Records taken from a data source
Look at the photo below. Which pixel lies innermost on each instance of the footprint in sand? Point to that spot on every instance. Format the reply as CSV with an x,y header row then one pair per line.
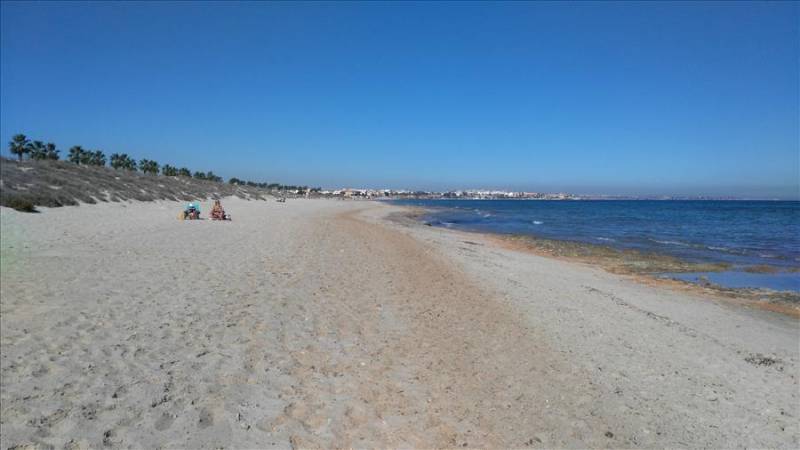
x,y
164,422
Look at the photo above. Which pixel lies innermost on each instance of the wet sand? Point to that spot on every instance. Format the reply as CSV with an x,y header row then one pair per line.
x,y
322,324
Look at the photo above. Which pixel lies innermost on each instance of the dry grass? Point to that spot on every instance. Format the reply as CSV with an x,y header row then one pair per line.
x,y
60,183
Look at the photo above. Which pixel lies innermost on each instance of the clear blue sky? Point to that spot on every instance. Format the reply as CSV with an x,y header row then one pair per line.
x,y
686,98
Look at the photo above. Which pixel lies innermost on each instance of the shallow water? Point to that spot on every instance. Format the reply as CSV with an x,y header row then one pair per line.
x,y
786,281
739,233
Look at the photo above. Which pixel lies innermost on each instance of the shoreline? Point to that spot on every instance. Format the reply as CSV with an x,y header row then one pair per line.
x,y
645,267
316,323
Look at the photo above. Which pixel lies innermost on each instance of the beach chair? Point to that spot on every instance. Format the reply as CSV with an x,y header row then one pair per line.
x,y
192,211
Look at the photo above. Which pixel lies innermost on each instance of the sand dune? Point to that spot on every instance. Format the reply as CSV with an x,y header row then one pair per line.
x,y
323,324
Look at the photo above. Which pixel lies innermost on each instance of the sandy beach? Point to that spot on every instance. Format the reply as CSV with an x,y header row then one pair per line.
x,y
323,323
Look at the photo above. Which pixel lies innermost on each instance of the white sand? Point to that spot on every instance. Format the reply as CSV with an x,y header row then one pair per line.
x,y
321,324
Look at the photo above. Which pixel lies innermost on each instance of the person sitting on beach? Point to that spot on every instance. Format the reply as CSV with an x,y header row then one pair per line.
x,y
192,212
217,213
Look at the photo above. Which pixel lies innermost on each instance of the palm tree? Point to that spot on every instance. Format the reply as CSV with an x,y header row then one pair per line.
x,y
122,161
77,154
50,151
97,158
169,170
37,150
19,145
149,166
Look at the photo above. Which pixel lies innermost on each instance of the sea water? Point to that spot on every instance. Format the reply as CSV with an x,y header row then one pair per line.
x,y
740,233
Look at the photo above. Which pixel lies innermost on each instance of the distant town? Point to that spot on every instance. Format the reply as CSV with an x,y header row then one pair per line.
x,y
479,194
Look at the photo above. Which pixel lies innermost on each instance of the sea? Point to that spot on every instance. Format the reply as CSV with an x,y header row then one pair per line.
x,y
741,233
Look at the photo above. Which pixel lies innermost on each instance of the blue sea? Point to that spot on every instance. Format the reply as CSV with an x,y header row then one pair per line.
x,y
741,233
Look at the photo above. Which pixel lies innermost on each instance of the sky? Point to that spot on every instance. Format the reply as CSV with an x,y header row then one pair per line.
x,y
683,98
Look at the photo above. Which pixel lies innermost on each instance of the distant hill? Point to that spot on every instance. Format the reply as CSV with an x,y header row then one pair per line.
x,y
60,183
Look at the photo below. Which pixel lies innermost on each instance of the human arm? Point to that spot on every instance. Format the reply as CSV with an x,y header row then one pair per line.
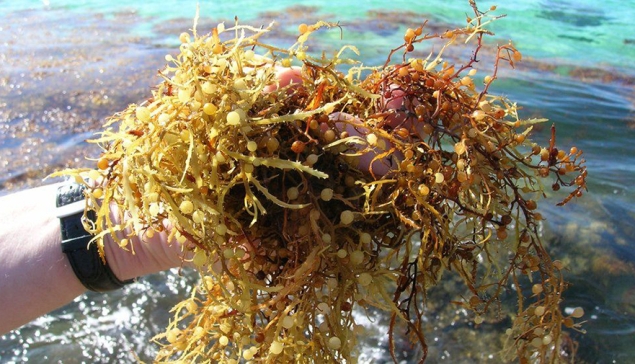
x,y
36,277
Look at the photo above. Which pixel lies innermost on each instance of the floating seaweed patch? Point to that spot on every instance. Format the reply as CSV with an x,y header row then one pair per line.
x,y
348,188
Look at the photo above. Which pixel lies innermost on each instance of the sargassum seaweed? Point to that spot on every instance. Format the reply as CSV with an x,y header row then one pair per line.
x,y
354,187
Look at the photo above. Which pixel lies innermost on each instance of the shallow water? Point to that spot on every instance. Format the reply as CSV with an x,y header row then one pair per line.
x,y
66,66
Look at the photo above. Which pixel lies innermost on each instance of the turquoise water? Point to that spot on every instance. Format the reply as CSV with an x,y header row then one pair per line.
x,y
66,65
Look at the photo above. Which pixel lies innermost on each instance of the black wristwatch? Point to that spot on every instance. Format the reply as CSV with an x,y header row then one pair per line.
x,y
83,257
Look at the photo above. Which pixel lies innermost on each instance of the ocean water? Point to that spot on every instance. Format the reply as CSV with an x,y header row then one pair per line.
x,y
67,65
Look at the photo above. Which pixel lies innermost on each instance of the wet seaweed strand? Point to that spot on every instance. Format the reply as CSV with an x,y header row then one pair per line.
x,y
291,233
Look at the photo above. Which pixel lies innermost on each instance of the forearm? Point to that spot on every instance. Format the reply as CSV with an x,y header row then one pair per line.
x,y
35,276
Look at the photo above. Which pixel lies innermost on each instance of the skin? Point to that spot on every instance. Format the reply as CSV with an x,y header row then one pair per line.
x,y
36,277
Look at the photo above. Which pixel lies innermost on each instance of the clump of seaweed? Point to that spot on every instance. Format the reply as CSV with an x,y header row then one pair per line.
x,y
353,187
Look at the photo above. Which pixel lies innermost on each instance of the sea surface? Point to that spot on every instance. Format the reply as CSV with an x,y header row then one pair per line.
x,y
66,65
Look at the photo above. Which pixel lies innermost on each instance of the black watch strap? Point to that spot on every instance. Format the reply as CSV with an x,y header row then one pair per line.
x,y
83,257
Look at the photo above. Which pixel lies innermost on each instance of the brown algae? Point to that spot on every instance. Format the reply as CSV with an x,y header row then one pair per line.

# DO THIS
Copy the listing above line for line, leaving out the pictures.

# RESULT OF THIS TASK
Look at the photo below. Which pixel lies innermost on each instance of the footprint in sand? Point to that spot on every instance. Format the reply as CSV with an x,y header row then one pair per line.
x,y
164,422
Look at the photo above. Which pixel lies innermost on each instance of the wet sand? Point to that spot on every instance. Format the reply as CSV with an x,y header row then one pair per line.
x,y
322,324
Look at the photo above. Which pixel lies innermost on each instance of the dry grass? Point to that spot on every instance. Format the reply as CSV with an x,y header row then one pair per line.
x,y
60,183
Look at the photo above. Which pixel lies innermost on each instance of the clear blue sky? Point to that spot on every instance. Format the reply as CSV with an x,y header row then one pair per line.
x,y
686,98
Look at the photo above. Which pixel lies innermost on each instance of the shallow water? Point to that spot on every instance. Format the reply as CSV with an x,y header row then one pair per line.
x,y
786,281
739,233
Look at the photo above. Which pixel lies innermost on each instance of the shoreline? Point to that spot on every instance. Format the reply as CSV with an x,y header row then one pair per line.
x,y
645,267
316,323
Look at the photo above. Which pixel lies innermost on each instance of the beach chair? Point to that spot on every instance. Format the reply as CSV with an x,y header row then one pair per line.
x,y
192,211
Look at the photo above. Which pixel lies innermost on each instance of the sand dune? Point to that spot on every instance. Format the reply as CSV with an x,y header row then one pair per line.
x,y
323,324
Look at the photo above. Which pixel lies innermost on each instance of the sandy beach? Point to that spot on every instance. Format the reply as CSV with an x,y header row then one pair per line.
x,y
323,323
Look at the photo above. Which pixel lies innermost on each instance of the white sand? Point to that spot on every instance. Format the reply as CSV with an x,y header row then one pair per line.
x,y
321,324
Look at the photo above. Which pixel lies innermost on each instance of the person sitting on beach? Point to that spot on every instance. Format the reply as CSV with an x,y header row then one pair per line.
x,y
192,212
217,213
Look at the photo above. Which pixel lies innermost on each instance of the palm tree? Point to that spot on every instance. Format the reply as CSV with an x,y header row then one pair per line.
x,y
122,161
77,154
50,151
97,158
169,170
37,150
19,145
149,166
Look at the photo above. Which pixel lies innermost on each instance of the sea water? Point to that spot on every instance. Format the reply as CSV with an x,y header row then one pair per line.
x,y
740,233
Look at the photo above. Which pixel lies innermost on each instance of the distant town? Point to that spot on every instance. Format the reply as CSV with an x,y header row then one pair per line.
x,y
479,194
Look at the photo above. Which pixel lies innermost on each instance of the sea? Point to that spot on every instance. Format the reply as CSV with an x,y header row then one pair per line.
x,y
741,233
Look at the photo above. Which pixel lies innermost on each instance of the blue sea? Point to that spot on every instance. Format the reply as CSV with an x,y header row then one pair per line.
x,y
741,233
Look at the photo above. Which pixel lies innermost on each instance of the sky? Point to that spot on every instance. Format the reply as CSV with an x,y header row then one pair per line.
x,y
683,98
Look at the photo above. Which pixel lies innermost on each instance of the distant hill? Point to that spot on every instance. Format the reply as CSV with an x,y header row then one pair per line.
x,y
60,183
Look at the photo below. Which pixel lies innermost on each instance of the human arm? Point to that spot on every instance. Format the reply as CSV with an x,y header row then one pair per line.
x,y
36,277
Look at the photo above. Which pixel lies innermost on each instance of the floating seaweed patch? Point to that spot on every instance. Format the reply as CSV with an x,y header row then one pair per line.
x,y
348,188
Look at the photo above. Which pixel lies innermost on each instance of the sargassum seaweed? Point to that spot on every instance. Format the reply as CSV with an x,y header row then one pair per line.
x,y
354,187
Look at the photo above. Which pixel lies innermost on each instance of the shallow water? Point to that spot on every instance. Format the reply as CSV with an x,y header row then one pair per line.
x,y
66,66
Look at the photo above. Which pixel lies innermost on each instance of the turquoise water? Point to that spot on every instance. Format the reply as CSV with an x,y header row then one pair per line.
x,y
66,65
Look at the photo above. Which pixel lies innermost on each instance of the black wristwatch? Point to that spot on every instance. Format the reply as CSV with an x,y header row then one pair per line.
x,y
83,257
Look at the photo above. Which pixel lies innermost on each instance of the ocean water? Point to that spot on every instance. Format the reply as CSV with an x,y header row then one pair per line.
x,y
67,65
Look at the photo above. Which pixel lies innermost on each instance of the wet seaweed strand? Point to that spot on every instance. Format the reply as CSV with an x,y header row then one pair per line.
x,y
291,233
Look at the photo above. Which pixel lies innermost on each instance of the forearm? Point to that spot on every instance. Format the reply as CSV with an x,y header row then one pair per line.
x,y
35,276
Look at the photo above. Which pixel lies innermost on each instance of the skin? Point to that spot on every instance. Format the reply as CSV with an x,y header row then one pair per line.
x,y
36,277
Look at the photo above. Which pixel lies innermost on each instance of the clump of seaweed? Point to that spot on every instance. Format the reply as CSV with an x,y header row then one pair per line.
x,y
353,187
Look at the photo above. Which pixel lies innermost on each instance of the sea surface? Point to that spot on every instance. Format the reply as CSV with an x,y header row then one pair per line.
x,y
66,65
Look at the photo above. Which pixel lies innermost on each instance of the black watch strap? Point to that spot on every instance. Format the reply as CSV with an x,y header row then one pair per line.
x,y
83,257
Look at the photo above. Which pixel lies innermost on each instance of the brown algae? Point to that spot on every instance. Format the reply as CSV with an x,y header row then one pair per line.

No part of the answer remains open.